*INSTRUCTIONS*
**a.** Return the passage of the Microgynon forum thread starting with "i am on microgynon" and going on through "or the patch?", copied word for word.
**b.** Resume the Microgynon forum thread after its final line, writing what comes next.

*PASSAGE FOR REVIEW*
┌──
# Microgynon



## PeaLea (Sep 16, 2009)

Anyone on this? experiances, stories, side effects? ive been on it about 3 weeks, i did have REALLY bad nausea at the start, its begining to tail off now, but its still there..and for some strange reason since being on it, i cannot stand the sight of bread or sandwiches







, i used to get really bad cravings for milk, not so much now, but i still dnt feel my self, i was put on it because the docs thought it made my ibs worse, but when i started the pill (when it was the first day of my last period) 2 days after i finished i had a break thru bleed 2 days later!!!!!!!!!! usually id get very poorly before myperiod, then half way through begin to get better, now imthinking because imon microgynon im still on that high..and i havent come down yet? somedays i feel really blegh, ikky, meh, u name it im it lol (spesh when i have a REALLY late night) but otherdays im fine been fine all week, just feeling it today, but then again ive been shopping, wasnt asleep until 3am was up at 830...gahhhhhhhhhhh


----------



## PeaLea (Sep 16, 2009)

anyone?


----------



## xxterrixx (Oct 28, 2009)

i am on microgynon 30 and during my period week i get period pain but i also get really bloated and gassy! but i always have done! (makes it worse considering I already am rediculously gassy!) i dont have any other symptoms apart from these but if i take 2 months in a row my hormones dont kick in properly and i just carry on bleeding until i get my break. doc says thats normal.i dont get any strange cravings or dont feel moody or hate the site of something.maybe you should try a different pill? maybe go on the contraceptive injection? or the patch?


----------



## PeaLea (Sep 16, 2009)

yeh i could try a diff one, is it a straight swap? i had some spotting few days ago and phantom cramps in that area


----------



## PeaLea (Sep 16, 2009)
└──
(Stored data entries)
┌──
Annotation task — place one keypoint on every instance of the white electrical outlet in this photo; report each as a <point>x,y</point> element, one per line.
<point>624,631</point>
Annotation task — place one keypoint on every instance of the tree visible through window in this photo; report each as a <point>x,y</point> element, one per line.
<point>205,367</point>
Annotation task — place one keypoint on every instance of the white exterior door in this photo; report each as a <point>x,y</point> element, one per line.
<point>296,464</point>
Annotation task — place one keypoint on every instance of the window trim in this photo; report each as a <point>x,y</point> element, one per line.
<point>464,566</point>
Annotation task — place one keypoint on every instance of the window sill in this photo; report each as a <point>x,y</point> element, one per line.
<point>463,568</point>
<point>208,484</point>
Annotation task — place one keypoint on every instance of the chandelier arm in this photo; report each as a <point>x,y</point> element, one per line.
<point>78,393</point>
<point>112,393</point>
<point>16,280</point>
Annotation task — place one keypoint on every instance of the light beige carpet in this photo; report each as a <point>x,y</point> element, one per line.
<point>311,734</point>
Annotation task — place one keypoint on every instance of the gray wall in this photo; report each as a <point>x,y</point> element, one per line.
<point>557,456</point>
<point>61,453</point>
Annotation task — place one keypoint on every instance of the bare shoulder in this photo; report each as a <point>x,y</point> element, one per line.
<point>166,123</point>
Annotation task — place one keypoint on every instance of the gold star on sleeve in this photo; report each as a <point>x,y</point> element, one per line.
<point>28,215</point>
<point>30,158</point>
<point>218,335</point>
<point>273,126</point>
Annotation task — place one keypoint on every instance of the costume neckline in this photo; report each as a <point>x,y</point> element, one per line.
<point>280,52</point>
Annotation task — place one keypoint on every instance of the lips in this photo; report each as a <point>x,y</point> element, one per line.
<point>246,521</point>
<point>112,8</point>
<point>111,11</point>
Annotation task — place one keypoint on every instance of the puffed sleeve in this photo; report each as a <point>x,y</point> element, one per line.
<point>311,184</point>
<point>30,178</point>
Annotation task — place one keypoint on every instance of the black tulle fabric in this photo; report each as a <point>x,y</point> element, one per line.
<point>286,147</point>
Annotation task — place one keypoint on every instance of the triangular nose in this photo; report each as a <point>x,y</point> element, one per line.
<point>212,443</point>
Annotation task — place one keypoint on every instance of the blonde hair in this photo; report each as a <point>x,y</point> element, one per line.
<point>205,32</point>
└──
*SOLVED PROBLEMS*
**a.**
i am on microgynon 30 and during my period week i get period pain but i also get really bloated and gassy! but i always have done! (makes it worse considering I already am rediculously gassy!) i dont have any other symptoms apart from these but if i take 2 months in a row my hormones dont kick in properly and i just carry on bleeding until i get my break. doc says thats normal.i dont get any strange cravings or dont feel moody or hate the site of something.maybe you should try a different pill? maybe go on the contraceptive injection? or the patch?

**b.**
im thinking again its my pill, n not my ibs causing the nausea, because after all its tricking the body in thinking its pregnant and ive only been on this pill for 3 weeks n 3 days, and i was told when you start it, it starts your body off thinking that your 4-5 weeks pregnant, and usually thats when the nausea n sickness comes in. some days im totally off food and other days i crave certain foods, and some i cannot stand the sight of...sounds like typical pregnancy habits to me..and its funny because my mate is actually pregnant, 6 weeks gone and just started going through these symptoms


----------



## CatUK (Dec 15, 2006)

I was on Microgynon and came off them. I went on them because my periods came anywhere between 4 and 5 weeks and were very heavy and painful. All that Microgynon did was regulate my periods, still very painful and heavy periods and feeling very sick on them so I changed pill. Now on Loestrin 30 and so much better, periods later and only have pain on day one. Sister was worse, on Microgynon and spent 5 days of her period being sick, terrible IBS pains and not eating at all (had to take 3 days off work every month). She's now off the pill altogether and trying to see if her periods settle down.Microgynon is the first pill they give because it's the cheapest one but definately one of the worst for side effects.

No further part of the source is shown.